Document extract:
Caching precomputes the effect of multi-step transitions, reducing each segment to two cache lookups.
Entropy clipping prevents approximation drift, guaranteeing that the forward-backward combination always produces a valid gamma posterior.
These three mechanisms – the regulator of the Gamma-SMC watch – transform the \(O(N)\) forward pass into an \(O(H)\) algorithm that is ultrafast in practice.
Recap: The Complete Gamma-SMC Timepiece
You have now disassembled and rebuilt every gear in the Gamma-SMC mechanism across four chapters:
The Gamma Approximation (The Gamma Approximation): Poisson-gamma conjugacy for exact emission updates, and PDE-based gamma projection for approximate transition updates. This was the escapement – the mathematical insight that makes the continuous-state approach possible.
The Flow Field (The Flow Field): A precomputed 2D vector field that encodes the transition dynamics, evaluated once and reused for any dataset. This was the gear train – the precision-machined transmission.
The Forward-Backward CS-HMM (The Forward-Backward CS-HMM): The forward algorithm sweeps left-to-right, the backward algorithm is a forward pass on the reversed sequence, and the combination gives \(\text{Gamma}(a + a' - 1, b + b' - 1)\). This was the mainspring – the engine that drives inference.
Segmentation and Caching (this chapter): Locus skipping, cached multi-step lookups, and entropy clipping that make the algorithm ultrafast and numerically stable. This was the regulator – the engineering that keeps the mechanism running smoothly.
Gamma-SMC demonstrates that the pairwise TMRCA inference problem – the same problem PSMC solves with discretized time and iterative EM – can be solved in a single forward-backward pass with \(O(1)\) cost per position, no time discretization, and no parameter iteration. The trade-off is that Gamma-SMC assumes constant population size and provides per-site posteriors rather than a demographic history. But as a computational mechanism, it is remarkably elegant: two numbers \((\alpha, \beta)\) glide continuously through a precomputed flow field, accumulating evidence at each position, until the full posterior emerges at every site along the genome.
The clock ticks continuously. And you can read the time at every position.

Extracted entries:
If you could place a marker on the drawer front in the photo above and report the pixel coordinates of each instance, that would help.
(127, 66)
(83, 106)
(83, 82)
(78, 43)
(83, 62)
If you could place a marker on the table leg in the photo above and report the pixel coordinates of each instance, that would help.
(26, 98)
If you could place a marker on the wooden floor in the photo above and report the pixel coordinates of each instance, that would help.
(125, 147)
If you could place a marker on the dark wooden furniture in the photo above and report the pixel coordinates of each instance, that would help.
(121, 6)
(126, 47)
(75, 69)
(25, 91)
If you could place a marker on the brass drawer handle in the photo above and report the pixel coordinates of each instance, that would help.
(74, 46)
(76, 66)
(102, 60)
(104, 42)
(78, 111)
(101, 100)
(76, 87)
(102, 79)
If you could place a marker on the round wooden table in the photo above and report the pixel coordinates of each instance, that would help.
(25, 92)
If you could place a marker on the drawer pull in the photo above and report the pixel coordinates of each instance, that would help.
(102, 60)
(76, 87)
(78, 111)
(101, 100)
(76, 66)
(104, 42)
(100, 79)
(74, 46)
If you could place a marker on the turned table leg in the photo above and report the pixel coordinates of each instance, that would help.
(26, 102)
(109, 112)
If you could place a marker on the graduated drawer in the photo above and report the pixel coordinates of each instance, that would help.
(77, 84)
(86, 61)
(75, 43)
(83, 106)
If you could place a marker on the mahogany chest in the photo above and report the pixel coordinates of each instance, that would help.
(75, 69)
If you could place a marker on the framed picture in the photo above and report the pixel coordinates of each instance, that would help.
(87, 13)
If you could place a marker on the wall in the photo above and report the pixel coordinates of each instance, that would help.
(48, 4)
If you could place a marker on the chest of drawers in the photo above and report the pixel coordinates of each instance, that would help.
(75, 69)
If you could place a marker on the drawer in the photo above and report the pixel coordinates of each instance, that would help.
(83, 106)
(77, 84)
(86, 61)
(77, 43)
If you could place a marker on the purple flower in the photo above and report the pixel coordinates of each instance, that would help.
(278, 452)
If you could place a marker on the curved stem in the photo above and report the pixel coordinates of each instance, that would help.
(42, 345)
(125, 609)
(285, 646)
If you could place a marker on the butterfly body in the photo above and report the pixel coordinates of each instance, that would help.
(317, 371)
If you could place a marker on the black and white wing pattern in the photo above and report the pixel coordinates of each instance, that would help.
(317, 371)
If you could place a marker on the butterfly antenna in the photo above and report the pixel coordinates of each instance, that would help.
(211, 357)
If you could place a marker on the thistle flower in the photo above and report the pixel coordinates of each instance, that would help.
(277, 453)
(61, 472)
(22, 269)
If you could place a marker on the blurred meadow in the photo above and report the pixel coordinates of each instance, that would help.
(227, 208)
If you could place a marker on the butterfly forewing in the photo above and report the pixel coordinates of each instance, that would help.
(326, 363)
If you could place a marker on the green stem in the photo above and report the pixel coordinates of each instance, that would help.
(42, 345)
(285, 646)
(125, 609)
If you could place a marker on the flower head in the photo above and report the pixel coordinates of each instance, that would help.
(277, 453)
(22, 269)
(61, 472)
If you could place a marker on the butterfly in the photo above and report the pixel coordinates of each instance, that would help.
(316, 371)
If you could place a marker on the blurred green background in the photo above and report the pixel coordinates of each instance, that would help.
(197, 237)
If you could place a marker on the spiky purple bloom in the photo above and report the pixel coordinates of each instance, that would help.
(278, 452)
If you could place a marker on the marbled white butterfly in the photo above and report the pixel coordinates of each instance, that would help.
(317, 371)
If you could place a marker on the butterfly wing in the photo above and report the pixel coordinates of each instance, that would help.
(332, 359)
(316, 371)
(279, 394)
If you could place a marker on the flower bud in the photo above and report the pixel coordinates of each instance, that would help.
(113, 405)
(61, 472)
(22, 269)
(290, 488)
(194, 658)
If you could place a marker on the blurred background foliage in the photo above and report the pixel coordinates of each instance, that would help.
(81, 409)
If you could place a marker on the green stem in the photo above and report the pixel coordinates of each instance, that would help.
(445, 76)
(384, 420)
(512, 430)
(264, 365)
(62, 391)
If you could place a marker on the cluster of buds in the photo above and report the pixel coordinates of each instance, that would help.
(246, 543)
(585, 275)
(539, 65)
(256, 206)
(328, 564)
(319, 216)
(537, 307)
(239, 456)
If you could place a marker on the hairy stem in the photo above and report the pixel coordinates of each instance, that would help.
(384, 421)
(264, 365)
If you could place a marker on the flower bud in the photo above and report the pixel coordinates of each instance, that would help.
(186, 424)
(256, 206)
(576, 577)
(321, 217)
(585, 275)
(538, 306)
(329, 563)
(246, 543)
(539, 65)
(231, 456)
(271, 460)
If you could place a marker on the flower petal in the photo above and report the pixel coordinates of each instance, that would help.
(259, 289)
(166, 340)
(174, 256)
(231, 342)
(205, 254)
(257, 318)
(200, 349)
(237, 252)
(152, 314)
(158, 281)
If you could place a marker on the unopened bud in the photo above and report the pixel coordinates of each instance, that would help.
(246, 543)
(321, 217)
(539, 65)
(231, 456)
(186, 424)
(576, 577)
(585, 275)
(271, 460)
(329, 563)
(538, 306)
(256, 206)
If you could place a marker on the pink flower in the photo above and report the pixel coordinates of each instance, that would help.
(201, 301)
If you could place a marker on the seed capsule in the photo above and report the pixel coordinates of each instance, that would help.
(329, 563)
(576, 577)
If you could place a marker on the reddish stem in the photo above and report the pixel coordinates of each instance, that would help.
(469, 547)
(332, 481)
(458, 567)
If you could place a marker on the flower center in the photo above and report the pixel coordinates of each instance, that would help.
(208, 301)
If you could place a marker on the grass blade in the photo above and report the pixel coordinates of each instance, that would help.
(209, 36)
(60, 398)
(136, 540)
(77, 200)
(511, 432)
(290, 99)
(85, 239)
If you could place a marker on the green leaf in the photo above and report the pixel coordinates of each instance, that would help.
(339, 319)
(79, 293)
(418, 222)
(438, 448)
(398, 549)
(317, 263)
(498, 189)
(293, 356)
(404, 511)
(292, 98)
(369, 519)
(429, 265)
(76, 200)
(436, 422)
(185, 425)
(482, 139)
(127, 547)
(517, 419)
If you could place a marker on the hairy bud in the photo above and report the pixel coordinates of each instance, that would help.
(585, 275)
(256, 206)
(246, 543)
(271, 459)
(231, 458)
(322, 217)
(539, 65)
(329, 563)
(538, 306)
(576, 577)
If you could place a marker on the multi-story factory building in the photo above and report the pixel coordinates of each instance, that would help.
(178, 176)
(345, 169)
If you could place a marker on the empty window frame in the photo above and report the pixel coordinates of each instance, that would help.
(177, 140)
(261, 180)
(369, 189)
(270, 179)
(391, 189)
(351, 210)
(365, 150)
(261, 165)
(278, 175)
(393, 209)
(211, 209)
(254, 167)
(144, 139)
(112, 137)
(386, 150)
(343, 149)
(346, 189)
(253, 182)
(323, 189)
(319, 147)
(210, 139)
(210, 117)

Check your understanding:
A: Rewrite the part of the Gamma-SMC text that opens with the words containing "Entropy clipping prevents" and closes with "continuous-state approach possible.", replacing "escapement" with "balance wheel".
B: According to the Gamma-SMC text, why is entropy clipping used?

Answers to the exercise:
A:
Entropy clipping prevents approximation drift, guaranteeing that the forward-backward combination always produces a valid gamma posterior.
These three mechanisms – the regulator of the Gamma-SMC watch – transform the \(O(N)\) forward pass into an \(O(H)\) algorithm that is ultrafast in practice.
Recap: The Complete Gamma-SMC Timepiece
You have now disassembled and rebuilt every gear in the Gamma-SMC mechanism across four chapters:
The Gamma Approximation (The Gamma Approximation): Poisson-gamma conjugacy for exact emission updates, and PDE-based gamma projection for approximate transition updates. This was the balance wheel – the mathematical insight that makes the continuous-state approach possible.

B: Entropy clipping prevents approximation drift. This guarantees that the forward-backward combination always produces a valid gamma posterior.